- **Page excerpt**
Marchetti analyzes the snake venoms by various methods. She and her coworkers use lab-on-a-chip technology to determine the composition of the toxins and analyze peptide chains (linear sequences of amino acids). The structures of individual members of these chains are then analyzed using tandem mass spectrometry. Two-dimensional gel electrophoresis offers another option for separating samples by molecular weight and pH.
According to Marchetti, “Not every snake venom is the same. Time and again we encounter unusual new structures. The goal of our research is to find out why individual components of the venom act in a particular way and what they may have to offer to the pharmaceutical industry.”

A deliberately administered toxic effect in the right amount can actually be beneficial to human health. Snake toxins have a very broad field of potential use, including antibacterial applications, cell growth inhibition, nerve stimulation, blood thinning and clotting. Their effects are also being tested for the treatment of Alzheimer’s disease.

- **Assignment 1**
For each statement below, say yes or no to whether it agrees with the snake venom passage, and quote the words that decide it: (a) Two-dimensional gel electrophoresis separates samples by molecular weight and pH. (b) Marchetti says all snake venoms are the same. (c) Snake toxins are being tested for treating Alzheimer’s disease.
- **Assignment 2**
Continue the snake venom passage, starting right after its last sentence.

- **Records shown**
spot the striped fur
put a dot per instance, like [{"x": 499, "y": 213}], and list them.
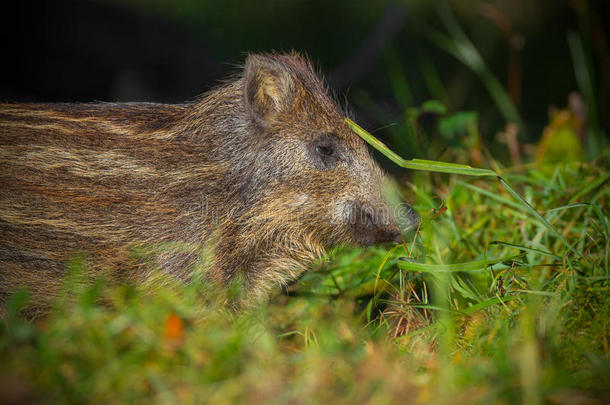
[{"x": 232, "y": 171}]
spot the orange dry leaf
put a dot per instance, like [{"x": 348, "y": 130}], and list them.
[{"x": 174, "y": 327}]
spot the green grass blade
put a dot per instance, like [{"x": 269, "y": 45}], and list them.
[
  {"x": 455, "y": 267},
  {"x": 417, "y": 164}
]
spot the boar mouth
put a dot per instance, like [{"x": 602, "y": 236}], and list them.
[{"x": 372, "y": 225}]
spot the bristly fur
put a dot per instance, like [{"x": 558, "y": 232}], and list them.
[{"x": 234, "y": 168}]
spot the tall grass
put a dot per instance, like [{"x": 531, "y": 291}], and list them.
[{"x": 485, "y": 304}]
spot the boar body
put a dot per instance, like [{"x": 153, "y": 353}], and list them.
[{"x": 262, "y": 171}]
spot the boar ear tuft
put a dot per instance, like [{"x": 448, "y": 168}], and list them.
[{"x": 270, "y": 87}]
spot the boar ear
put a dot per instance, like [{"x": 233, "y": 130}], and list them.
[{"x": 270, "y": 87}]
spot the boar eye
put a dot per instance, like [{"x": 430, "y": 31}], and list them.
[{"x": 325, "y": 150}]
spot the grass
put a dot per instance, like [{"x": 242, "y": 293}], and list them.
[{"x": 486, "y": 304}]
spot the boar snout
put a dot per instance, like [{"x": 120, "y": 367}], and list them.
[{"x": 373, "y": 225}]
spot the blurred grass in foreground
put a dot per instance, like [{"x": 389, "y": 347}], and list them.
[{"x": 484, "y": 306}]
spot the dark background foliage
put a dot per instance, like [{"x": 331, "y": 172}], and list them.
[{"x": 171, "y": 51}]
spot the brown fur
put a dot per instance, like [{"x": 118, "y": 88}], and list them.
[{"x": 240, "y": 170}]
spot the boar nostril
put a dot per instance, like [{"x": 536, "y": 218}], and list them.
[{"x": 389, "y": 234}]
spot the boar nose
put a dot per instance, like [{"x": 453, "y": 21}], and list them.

- **Task result 1**
(a) Yes: "Two-dimensional gel electrophoresis offers another option for separating samples by molecular weight and pH."
(b) No: "Not every snake venom is the same."
(c) Yes: "Their effects are also being tested for the treatment of Alzheimer’s disease."

- **Task result 2**
Novel Protein from King Cobra as Drug Discovery

ScienceDaily (Mar. 9, 2010) — The King Cobra continues to weave its charm with researchers identifying a protein in its venom with the potential for new drug discovery and to advance understanding of disease mechanisms. The novel protein named haditoxin has been described in the Journal of Biological Chemistry (March 12, 2010).

Haditoxin was discovered in Professor Manjunatha Kini’s laboratory at the National University of Singapore. Co-author of the paper Dr S. Niru Nirthanan, now at Griffith University on the Gold Coast, has characterised the pharmacological actions of haditoxin.

Dr Nirthanan said that haditoxin was structurally unique and therefore expected to have unique pharmacological properties.

“This toxin is like a conjoined twin. It is a relatively large complex made up of two identical protein molecules known as three-finger toxins linked together.”

“We know that the family of three-finger toxins display diverse biological actions on the human nervous system, cardiovascular system and blood clotting. Some have directly led to the development of compounds with potent analgesic and blood pressure reducing properties — so it is likely that haditoxin in its ‘conjoined twin’ state or as individual components will offer us more novel insights,” he said.

Dr Nirthanan, a former clinician who has research interests in pharmacology and neurobiology, said many common drugs such as the widely prescribed blood pressure medication Captopril and anti-clotting drug Eptifibatide have been developed from snake and other animal venoms.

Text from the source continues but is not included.